_EXERCISE DIRECTIONS_
All of the data must be printed exactly; please include every line.

_MATERIAL TO PROCESS_
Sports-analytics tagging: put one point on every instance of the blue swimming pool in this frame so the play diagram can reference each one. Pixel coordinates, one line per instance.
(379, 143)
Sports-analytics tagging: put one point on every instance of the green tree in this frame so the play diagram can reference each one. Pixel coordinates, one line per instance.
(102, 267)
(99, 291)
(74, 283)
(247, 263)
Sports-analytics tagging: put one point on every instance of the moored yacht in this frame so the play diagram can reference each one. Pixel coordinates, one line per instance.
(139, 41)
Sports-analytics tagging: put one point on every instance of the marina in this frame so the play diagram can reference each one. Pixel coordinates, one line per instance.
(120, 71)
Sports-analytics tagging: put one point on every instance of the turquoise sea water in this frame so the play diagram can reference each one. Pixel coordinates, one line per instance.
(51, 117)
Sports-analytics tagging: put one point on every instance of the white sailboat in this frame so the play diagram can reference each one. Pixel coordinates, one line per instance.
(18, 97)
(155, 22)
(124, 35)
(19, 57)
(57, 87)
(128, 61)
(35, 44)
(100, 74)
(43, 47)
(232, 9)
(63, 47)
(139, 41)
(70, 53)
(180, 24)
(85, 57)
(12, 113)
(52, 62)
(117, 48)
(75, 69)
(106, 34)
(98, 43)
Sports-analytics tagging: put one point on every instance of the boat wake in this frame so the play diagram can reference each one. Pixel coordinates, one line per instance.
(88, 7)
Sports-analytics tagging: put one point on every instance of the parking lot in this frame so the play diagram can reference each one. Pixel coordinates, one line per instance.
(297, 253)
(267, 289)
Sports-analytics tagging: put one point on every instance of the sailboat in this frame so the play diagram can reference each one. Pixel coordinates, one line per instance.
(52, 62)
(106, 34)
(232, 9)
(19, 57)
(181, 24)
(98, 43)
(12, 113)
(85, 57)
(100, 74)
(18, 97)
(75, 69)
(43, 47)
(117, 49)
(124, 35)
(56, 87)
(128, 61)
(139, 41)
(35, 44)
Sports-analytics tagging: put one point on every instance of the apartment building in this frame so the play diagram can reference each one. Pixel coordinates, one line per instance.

_SOLUTION_
Sports-analytics tagging: put one point on every instance of the blue swimming pool in this frame so the play diagram can reference each one. Pixel coordinates, one line per instance.
(379, 143)
Sports-analytics tagging: put one point on every instance of the green tree in this frame so the play diagram can reference each one. Pixel coordinates, one line per instance.
(102, 267)
(99, 291)
(74, 283)
(247, 263)
Sports-analytics tagging: put one point on every instance of the moored yacht in this frame so the play diagram can reference each one. Pixel coordinates, one line per instance.
(139, 41)
Sports-analytics tagging: put one point on every instance of the marina in this frame so the play diagram can reference each one. Pixel coordinates, one line per instance.
(120, 71)
Sports-analytics tagging: put one point on every instance of the turquoise sea water in this frame so the play diagram can reference each one. Pixel coordinates, one line per instance.
(51, 117)
Sports-analytics tagging: put one point on every instance of the white sailboat in this frame so the play diagram can reference each one. Pixel coordinates, one line per instance.
(18, 97)
(155, 22)
(124, 35)
(19, 57)
(57, 87)
(128, 61)
(35, 44)
(100, 74)
(43, 47)
(232, 9)
(63, 47)
(139, 41)
(70, 53)
(180, 24)
(85, 57)
(12, 113)
(52, 62)
(117, 48)
(75, 69)
(106, 34)
(98, 43)
Sports-analytics tagging: put one point on every instance of the boat wake in this frame so the play diagram can reference each one. Pixel coordinates, one line per instance.
(88, 7)
Sports-analytics tagging: put one point on every instance of the parking lot in this frame so the play diagram can reference each one. Pixel coordinates, one line per instance.
(297, 253)
(267, 289)
Sports-analytics tagging: put one point on every instance of the sailboat in this frame so the play diagram can reference each one. Pixel coordinates, one line per instance.
(52, 62)
(106, 34)
(232, 9)
(19, 57)
(181, 24)
(98, 43)
(12, 113)
(85, 57)
(100, 74)
(18, 97)
(75, 69)
(43, 47)
(117, 49)
(124, 35)
(56, 87)
(128, 61)
(139, 41)
(35, 44)
Sports-analytics tagging: put one point on every instance of the apartment building in this frame so the play diagram can reference each one. Pixel coordinates, one line per instance.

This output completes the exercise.